# Start of Document section

<div style="width: 38.5%;">
    <p><strong>City College of San Francisco</strong><p>
    <hr>
    <p>MATH 108 - Foundations of Data Science</p>
</div>

# Lecture 28: Sample Means

Associated Textbook Sections: [14.5](https://inferentialthinking.com/chapters/14/5/Variability_of_the_Sample_Mean.html)

---

## Outline

* [Central Limit Theorem](#Central-Limit-Theorem)
* [Distribution of the Sample Average](#Distribution-of-the-Sample-Average)
* [Center of the Distribution](#Center-of-the-Distribution)
* [Variability of the Sample Average](#Variability-of-the-Sample-Average)

---

## Set Up the Notebook

In [None]:
from datascience import *
import numpy as np
%matplotlib inline
import matplotlib.pyplot as plt
plt.style.use('fivethirtyeight')

# Re-define function from lec29
def standard_units(x):
    """Convert array x to standard units."""
    return (x - np.mean(x)) / np.std(x)

# To create normally distributed values
from scipy.stats import norm

---

## Central Limit Theorem

---

### Sample Averages

* The Central Limit Theorem describes how the normal distribution (a bell-shaped curve) is connected to random sample averages.
* We care about sample averages because they estimate population averages.

---

### Central Limit Theorem

> If the sample is large, and it is drawn at random with replacement, then regardless of the distribution of the population, the probability distribution of the sample sum (or the sample average) is roughly normal.



---

### Demo: Central Limit Theorem

* Load the November 2023 flight delay data in `delay.csv` sourced from the [Bureau of Transportation Statistic's Reporting Carrier On-Time Performance Data](https://www.transtats.bts.gov/DL_SelectFields.aspx?gnoyr_VQ=FGJ&QO_fu146_anzr=b0-gvzr). The variable `ARR_DELAY` contains the difference in minutes between scheduled and actual arrival time at the destination airport `DEST`. Early arrivals show negative numbers, and the airline code is expressed in the variable `OP_CARRIER`.

# End of Document section

### Requirements:
[1] Which variable holds the airline code in the flight delay data described in the lecture notes?
[2] From the lecture notes, quote the part that opens with the words containing "### Central Limit" and closes with "is roughly normal.".

# Start of Recorded information

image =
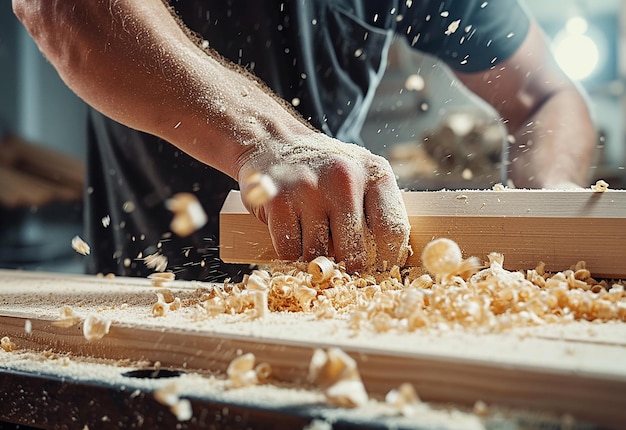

# End of Recorded information

### Answers to each task:
[1] `OP_CARRIER`

[2]
### Central Limit Theorem

> If the sample is large, and it is drawn at random with replacement, then regardless of the distribution of the population, the probability distribution of the sample sum (or the sample average) is roughly normal.